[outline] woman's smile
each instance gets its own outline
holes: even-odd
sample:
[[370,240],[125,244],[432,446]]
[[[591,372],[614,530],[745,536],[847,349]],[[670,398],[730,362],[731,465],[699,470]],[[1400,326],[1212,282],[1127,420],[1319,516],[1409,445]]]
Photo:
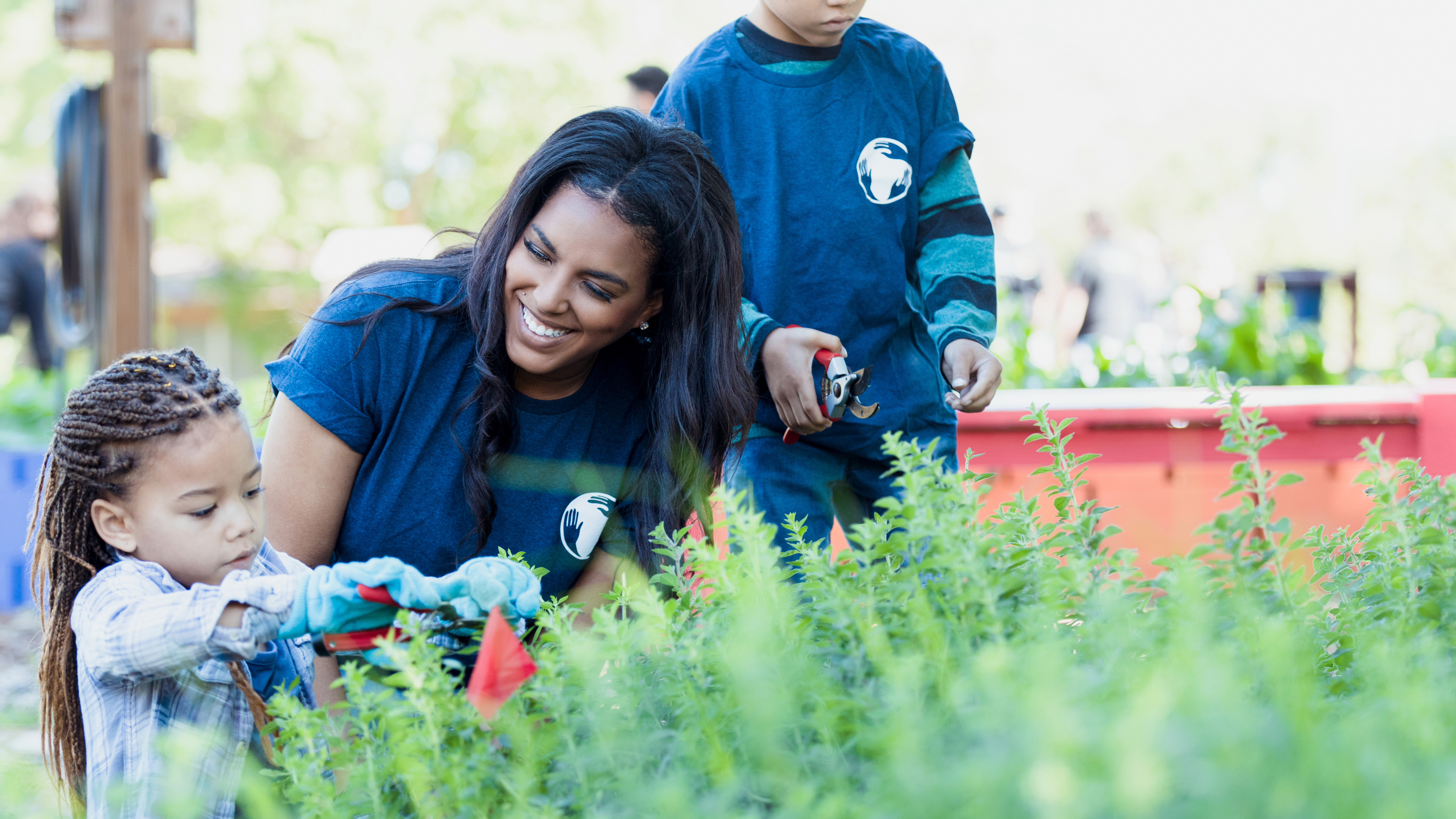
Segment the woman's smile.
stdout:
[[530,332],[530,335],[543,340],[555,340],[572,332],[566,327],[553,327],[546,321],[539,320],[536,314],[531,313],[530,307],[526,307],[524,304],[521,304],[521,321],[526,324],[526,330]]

What you will do:
Can you rewrite the material above with "smile" changed to "grin" throughout, keeping every other line the same and leaving out the pictures?

Task solution:
[outline] woman's grin
each instance gets its own outline
holes: even-odd
sample:
[[370,240],[125,244],[432,446]]
[[[591,372],[614,530],[745,536],[847,349]],[[670,398],[730,362],[731,465],[699,470]],[[1400,326],[1212,282],[1127,420],[1319,516],[1409,445]]]
Photo:
Segment the woman's grin.
stdout:
[[530,332],[530,335],[543,340],[555,340],[572,332],[566,327],[553,327],[546,321],[539,320],[536,314],[531,313],[530,307],[526,307],[524,304],[521,304],[521,321],[526,324],[526,330]]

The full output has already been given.